begin

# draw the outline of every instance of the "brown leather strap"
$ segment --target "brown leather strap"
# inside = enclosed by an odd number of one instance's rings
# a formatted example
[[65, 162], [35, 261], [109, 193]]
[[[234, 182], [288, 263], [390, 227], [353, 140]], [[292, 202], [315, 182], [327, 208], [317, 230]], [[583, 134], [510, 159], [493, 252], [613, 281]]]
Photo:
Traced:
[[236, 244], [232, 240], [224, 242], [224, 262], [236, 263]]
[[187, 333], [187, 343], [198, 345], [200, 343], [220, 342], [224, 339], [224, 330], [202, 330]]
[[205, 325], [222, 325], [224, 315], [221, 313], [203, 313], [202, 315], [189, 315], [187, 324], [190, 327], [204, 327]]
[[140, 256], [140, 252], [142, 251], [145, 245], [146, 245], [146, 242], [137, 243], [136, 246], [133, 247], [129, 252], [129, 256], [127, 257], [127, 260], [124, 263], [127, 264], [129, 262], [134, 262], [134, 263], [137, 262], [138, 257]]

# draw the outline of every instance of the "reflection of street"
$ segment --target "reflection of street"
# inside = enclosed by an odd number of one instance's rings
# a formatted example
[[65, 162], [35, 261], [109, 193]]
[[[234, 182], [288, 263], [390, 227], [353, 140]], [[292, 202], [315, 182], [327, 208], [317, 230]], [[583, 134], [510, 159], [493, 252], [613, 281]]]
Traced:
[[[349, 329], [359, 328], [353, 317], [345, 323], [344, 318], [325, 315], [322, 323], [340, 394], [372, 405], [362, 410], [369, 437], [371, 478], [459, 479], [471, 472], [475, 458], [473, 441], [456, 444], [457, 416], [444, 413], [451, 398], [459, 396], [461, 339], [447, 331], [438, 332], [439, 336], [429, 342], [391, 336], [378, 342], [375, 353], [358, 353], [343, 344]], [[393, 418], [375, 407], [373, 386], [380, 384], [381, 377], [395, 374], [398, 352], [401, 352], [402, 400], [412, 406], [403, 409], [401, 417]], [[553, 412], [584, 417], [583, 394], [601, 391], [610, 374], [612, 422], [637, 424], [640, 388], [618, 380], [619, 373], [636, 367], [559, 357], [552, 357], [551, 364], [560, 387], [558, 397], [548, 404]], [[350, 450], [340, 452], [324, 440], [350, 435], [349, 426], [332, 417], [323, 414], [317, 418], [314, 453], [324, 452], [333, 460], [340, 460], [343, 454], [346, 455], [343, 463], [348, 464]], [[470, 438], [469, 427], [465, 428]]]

end

→ DIRECTIONS
Reproduce every line of the items above, character for character.

→ TASK SOLUTION
# draw the outline of every instance of the "brown leather strap"
$ segment --target "brown leather strap"
# inside = enclosed by an odd number of one instance's rings
# a formatted example
[[65, 162], [35, 261], [109, 193]]
[[[234, 182], [288, 263], [390, 227], [353, 140]], [[292, 202], [315, 182], [327, 208], [317, 230]], [[583, 134], [510, 159], [493, 252], [613, 281]]]
Photo:
Traced:
[[236, 244], [232, 240], [224, 242], [224, 262], [236, 263]]
[[187, 333], [187, 343], [198, 345], [200, 343], [220, 342], [224, 339], [224, 330], [202, 330]]
[[205, 325], [222, 325], [224, 315], [221, 313], [203, 313], [202, 315], [189, 315], [187, 324], [190, 327], [204, 327]]
[[140, 256], [140, 252], [142, 251], [145, 245], [146, 245], [146, 242], [137, 243], [136, 246], [133, 247], [129, 252], [129, 256], [127, 257], [127, 260], [124, 263], [127, 264], [129, 262], [134, 262], [134, 263], [137, 262], [138, 257]]

# draw the outline of every instance of the "reflection of street"
$ segment --target "reflection of street"
# inside = enclosed by an odd number of one instance's rings
# a formatted example
[[65, 162], [35, 261], [109, 193]]
[[[234, 182], [288, 263], [390, 227], [353, 140]], [[292, 202], [315, 182], [327, 208], [317, 230]], [[583, 134], [510, 159], [493, 252], [613, 281]]]
Traced:
[[[349, 329], [359, 328], [353, 317], [345, 323], [344, 318], [325, 315], [322, 323], [340, 394], [372, 405], [362, 410], [369, 437], [371, 478], [459, 479], [471, 472], [475, 458], [473, 441], [456, 444], [457, 416], [444, 413], [451, 398], [459, 396], [461, 339], [447, 331], [438, 332], [439, 336], [429, 342], [391, 336], [378, 342], [375, 353], [358, 353], [343, 344]], [[393, 418], [375, 407], [373, 386], [380, 384], [381, 377], [395, 374], [398, 352], [401, 352], [402, 400], [412, 406], [403, 409], [401, 417]], [[553, 412], [584, 417], [583, 394], [601, 391], [610, 374], [612, 422], [637, 424], [640, 388], [618, 380], [619, 373], [636, 367], [559, 357], [552, 357], [551, 364], [560, 387], [558, 397], [548, 404]], [[350, 450], [340, 452], [324, 440], [350, 435], [349, 426], [332, 417], [323, 414], [317, 418], [314, 453], [324, 452], [333, 460], [340, 460], [343, 454], [346, 455], [343, 463], [348, 464]], [[470, 438], [469, 427], [465, 428]]]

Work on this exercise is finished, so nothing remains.